## Fonte

Todo protagonista precisa de seu adversário. Ele não é o vilão, mas alguém que põe obstáculos no caminho do herói. Uma mãe superprotetora que impede o filho de se alistar no exército (Attack on Titan, de novo), ou apostadores machistas que não acreditam que uma mulher pode transformar um lutador iniciante em um boxeador de sucesso (Contra Tudo e Contra Todos).

3. Desenvolva os coadjuvantes

Podem ser uma esposa, um amigo, um colega de profissão que acompanhará o herói e também será atingido pela história. Filhos de um detetive que são feitos de refém, um amigo de infância que vira suspeito do crime, um vínculo amoroso começa a aparecer. Todos esses coadjuvantes devem vir com uma bagagem, então, trabalhe-os com cuidado.

Esses personagens tem a função de dar vida ao protagonista, mas não roubar seu papel, lembre-se disso. Eles têm uma vida. Você não precisa mostrá-la com detalhes, e pode usar diálogos para sugerir.

Escreva um arco para os coadjuvantes. Eles não precisam ser tão bem trabalhados quanto o protagonista, mas o leitor precisa perceber que também estão mudando. Em Harry Potter, Neville vai de excluído social e alívio cômico até herói. Em A Lenda de Korra, os filhos de Aang precisam superar as relações conflituosas entre irmãos, e o pai da Asami precisa provar que é uma nova pessoa para reconquistar o amor da filha.

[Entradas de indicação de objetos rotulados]

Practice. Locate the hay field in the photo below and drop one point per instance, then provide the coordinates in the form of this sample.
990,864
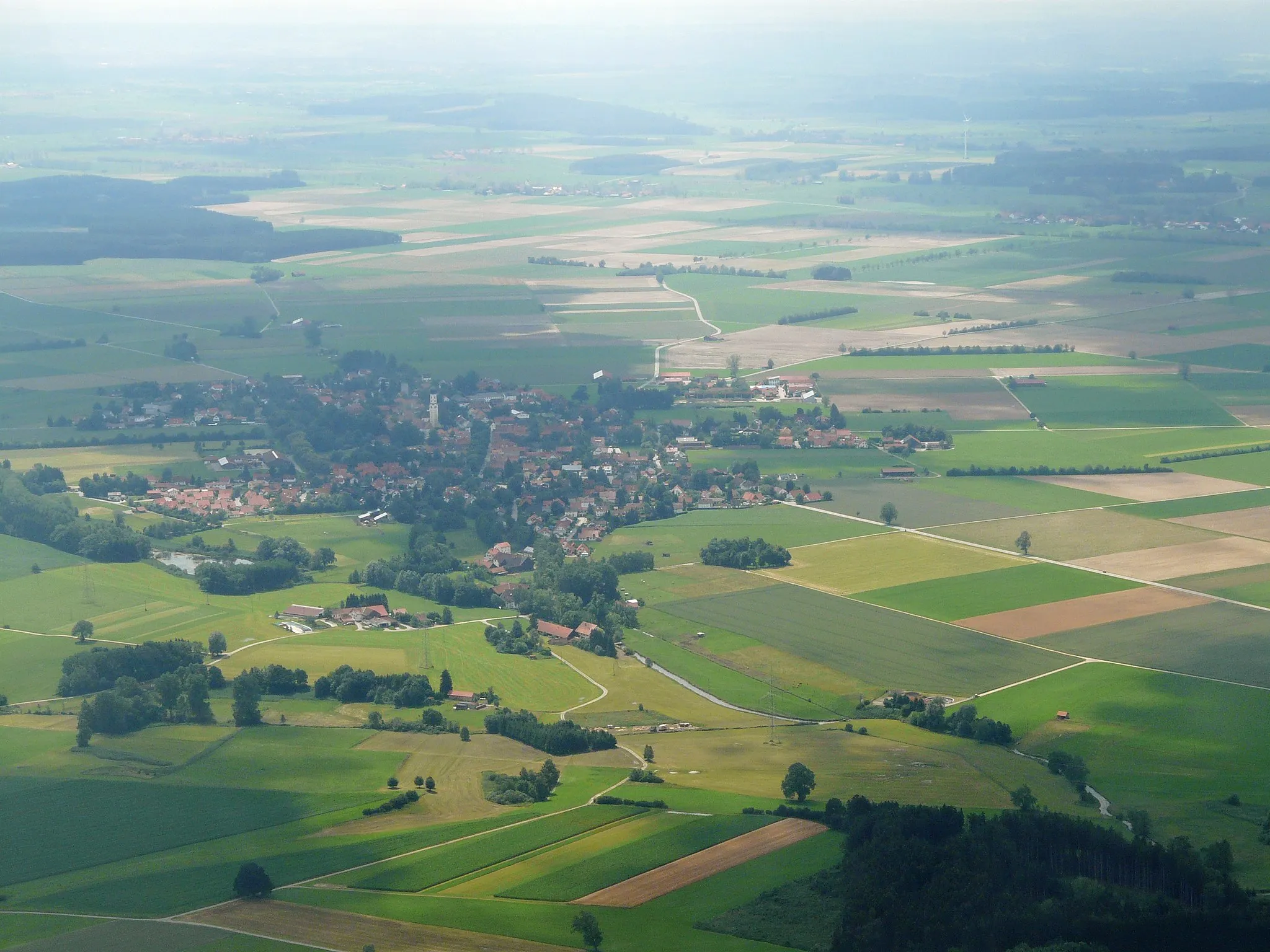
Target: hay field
860,565
1175,747
1038,621
1148,487
874,645
1078,535
1254,523
1221,641
1189,559
316,927
996,591
700,866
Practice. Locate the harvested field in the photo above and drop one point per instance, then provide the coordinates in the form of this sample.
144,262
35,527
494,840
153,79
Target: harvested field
1175,562
1253,523
1258,415
1091,371
700,866
860,564
352,932
1150,487
1052,281
1078,535
893,289
1037,621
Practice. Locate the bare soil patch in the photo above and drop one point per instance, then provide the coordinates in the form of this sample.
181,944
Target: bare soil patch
700,866
1023,624
1176,562
1256,415
1253,523
1150,487
352,932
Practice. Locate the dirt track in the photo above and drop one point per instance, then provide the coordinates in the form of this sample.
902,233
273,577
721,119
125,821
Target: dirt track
1023,624
352,932
699,866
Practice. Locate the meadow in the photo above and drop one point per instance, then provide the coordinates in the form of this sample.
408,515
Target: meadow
1175,747
1222,641
448,862
858,565
995,591
871,644
621,862
681,540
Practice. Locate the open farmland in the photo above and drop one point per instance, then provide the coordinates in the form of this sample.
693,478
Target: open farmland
681,540
700,866
993,591
618,866
873,644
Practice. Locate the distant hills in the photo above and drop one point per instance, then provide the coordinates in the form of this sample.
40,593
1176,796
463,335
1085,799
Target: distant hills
518,111
73,219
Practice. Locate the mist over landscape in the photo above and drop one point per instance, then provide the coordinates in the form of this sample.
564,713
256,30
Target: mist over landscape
716,477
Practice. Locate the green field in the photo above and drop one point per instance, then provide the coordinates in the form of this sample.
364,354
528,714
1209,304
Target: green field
1199,506
664,923
448,862
1222,641
868,643
859,565
997,591
18,557
633,858
681,540
1175,747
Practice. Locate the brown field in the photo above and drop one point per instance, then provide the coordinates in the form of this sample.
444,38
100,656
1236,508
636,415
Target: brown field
1251,415
974,405
1176,562
1052,281
1253,523
1098,371
352,932
1023,624
1078,535
700,866
1148,487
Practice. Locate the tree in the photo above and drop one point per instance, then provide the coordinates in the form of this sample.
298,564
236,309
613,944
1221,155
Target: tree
799,782
1023,799
252,883
1140,822
588,927
247,701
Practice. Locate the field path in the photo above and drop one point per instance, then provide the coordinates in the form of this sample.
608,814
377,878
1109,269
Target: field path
1162,586
703,865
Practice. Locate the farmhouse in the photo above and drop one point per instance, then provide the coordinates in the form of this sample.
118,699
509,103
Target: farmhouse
301,612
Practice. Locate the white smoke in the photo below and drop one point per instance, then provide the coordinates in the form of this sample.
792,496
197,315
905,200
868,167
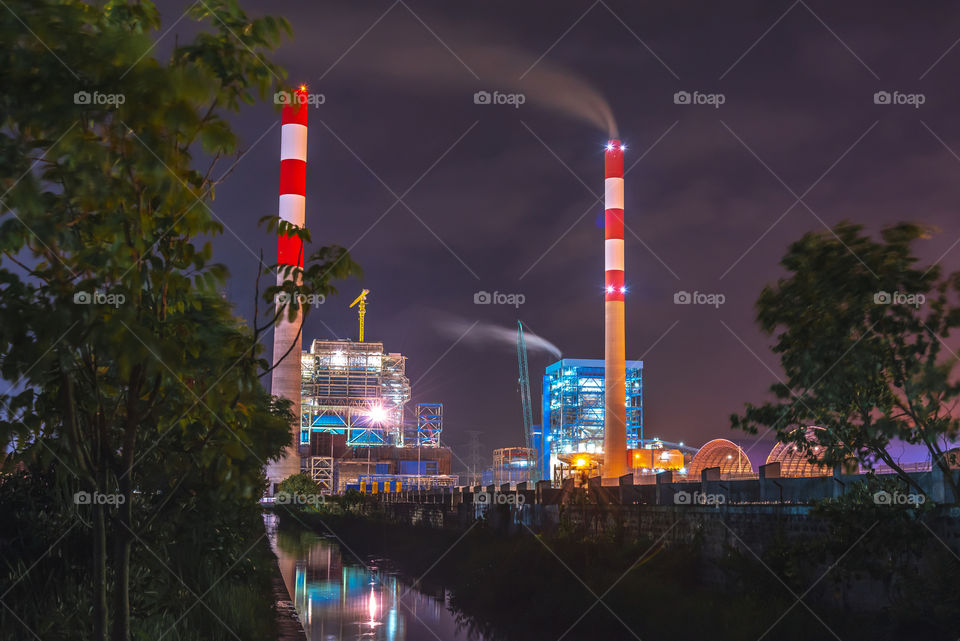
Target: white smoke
487,334
496,67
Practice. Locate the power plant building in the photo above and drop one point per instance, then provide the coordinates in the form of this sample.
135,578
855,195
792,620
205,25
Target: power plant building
353,428
572,409
354,389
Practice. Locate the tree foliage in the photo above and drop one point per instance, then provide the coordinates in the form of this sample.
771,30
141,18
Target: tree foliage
132,378
861,331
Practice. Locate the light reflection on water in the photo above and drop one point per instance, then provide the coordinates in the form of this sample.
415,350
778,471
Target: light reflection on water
339,599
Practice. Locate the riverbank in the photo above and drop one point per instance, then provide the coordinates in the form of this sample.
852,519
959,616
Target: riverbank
529,587
288,623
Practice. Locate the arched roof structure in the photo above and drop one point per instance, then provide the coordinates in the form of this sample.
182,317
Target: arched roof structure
727,455
794,462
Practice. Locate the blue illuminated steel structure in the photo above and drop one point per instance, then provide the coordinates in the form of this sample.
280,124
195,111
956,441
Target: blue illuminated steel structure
429,424
572,408
354,389
524,385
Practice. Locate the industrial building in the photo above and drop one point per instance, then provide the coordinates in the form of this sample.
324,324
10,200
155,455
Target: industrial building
354,431
514,465
355,389
572,412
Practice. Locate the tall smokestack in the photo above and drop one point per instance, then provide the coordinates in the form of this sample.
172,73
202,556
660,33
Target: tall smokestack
285,379
615,373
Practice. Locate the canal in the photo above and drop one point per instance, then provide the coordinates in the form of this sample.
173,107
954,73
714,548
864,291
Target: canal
339,597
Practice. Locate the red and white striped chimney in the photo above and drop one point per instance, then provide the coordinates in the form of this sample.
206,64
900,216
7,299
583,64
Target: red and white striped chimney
285,380
615,462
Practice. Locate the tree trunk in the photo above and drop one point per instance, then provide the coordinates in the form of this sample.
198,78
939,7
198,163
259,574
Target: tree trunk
123,541
99,573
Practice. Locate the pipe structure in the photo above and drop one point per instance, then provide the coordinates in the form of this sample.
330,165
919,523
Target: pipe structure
285,378
615,462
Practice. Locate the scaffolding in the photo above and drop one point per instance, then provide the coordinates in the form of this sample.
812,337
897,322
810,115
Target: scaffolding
514,465
354,389
572,407
429,424
321,470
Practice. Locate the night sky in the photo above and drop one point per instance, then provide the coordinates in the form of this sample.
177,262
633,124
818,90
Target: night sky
508,199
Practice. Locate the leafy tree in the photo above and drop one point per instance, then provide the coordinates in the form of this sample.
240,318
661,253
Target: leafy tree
860,331
133,378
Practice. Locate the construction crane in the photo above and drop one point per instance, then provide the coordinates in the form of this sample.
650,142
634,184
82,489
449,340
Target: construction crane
524,385
361,303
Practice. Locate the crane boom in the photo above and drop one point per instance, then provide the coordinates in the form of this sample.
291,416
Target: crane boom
361,309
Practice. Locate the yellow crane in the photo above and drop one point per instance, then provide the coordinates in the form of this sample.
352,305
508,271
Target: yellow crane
361,303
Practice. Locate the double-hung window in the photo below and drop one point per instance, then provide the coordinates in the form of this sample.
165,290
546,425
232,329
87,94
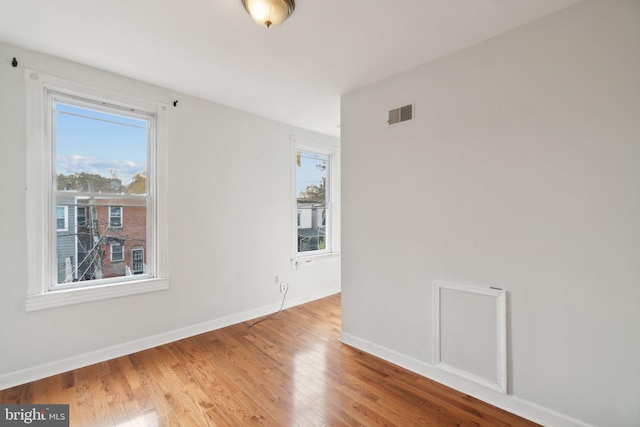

## Tarefa proposta A
No texto sobre criação de personagens, qual é a trajetória de Neville em Harry Potter?
## Tarefa proposta B
Altere o trecho do texto sobre criação de personagens que começa em "Esses personagens tem" e vai até "diálogos para sugerir.", pondo "herói" no lugar de "protagonista".
## Tarefa proposta C
Escreva a continuação do texto sobre criação de personagens, a partir do ponto em que ele termina.
Os dados formam um material à parte, independente do texto sobre criação de personagens.

## Resposta A
Neville vai de excluído social e alívio cômico até herói.

## Resposta B
Esses personagens tem a função de dar vida ao herói, mas não roubar seu papel, lembre-se disso. Eles têm uma vida. Você não precisa mostrá-la com detalhes, e pode usar diálogos para sugerir.

## Resposta C
Olhe as funções que eles desempenham e brinque com isso. Haymitch de Jogos Vorazes é um mentor, mas não um mentor com ar de sabedoria como Gandalf ou Dumbledore. Ele é um bêbado, não é uma combinação interessante?

4. Use descrições simples mas profundas

Descrições precisam sair do genérico, precisamos de algo mais além de cor de cabelos, olhos e peso. Precisamos de algo que torne o personagem único, que as pessoas notariam ao pôr os olhos nele pela primeira vez. Que tal uma marca de nascença no pescoço? Uma voz rouca que nos diz “olha, ele fuma”.

Além disso, descrições que indicam:

  1. Quem é a personagem: Se ele é musculoso, talvez seja um militar. Se ela tem unhas sujas de terra, talvez seja jardineira. Seus dedos sempre estão machucados? Talvez seja boxeador.
  2. A personalidade: Se ela não arruma o cabelo, talvez não se importe em parecer bonita. Se ele anda com uma caneta no bolso, talvez costume tirar notas de tudo. Olha pra aliança toda vez uma pessoa bonita aparece? Talvez seja fiel.
  3. O que está pensando: Unhas roídas? Talvez ele esteja nervoso. Ela usou batom vermelho? Talvez queira ficar atraente. Passou o tempo todo de óculos escuros? Talvez esteja de luto.”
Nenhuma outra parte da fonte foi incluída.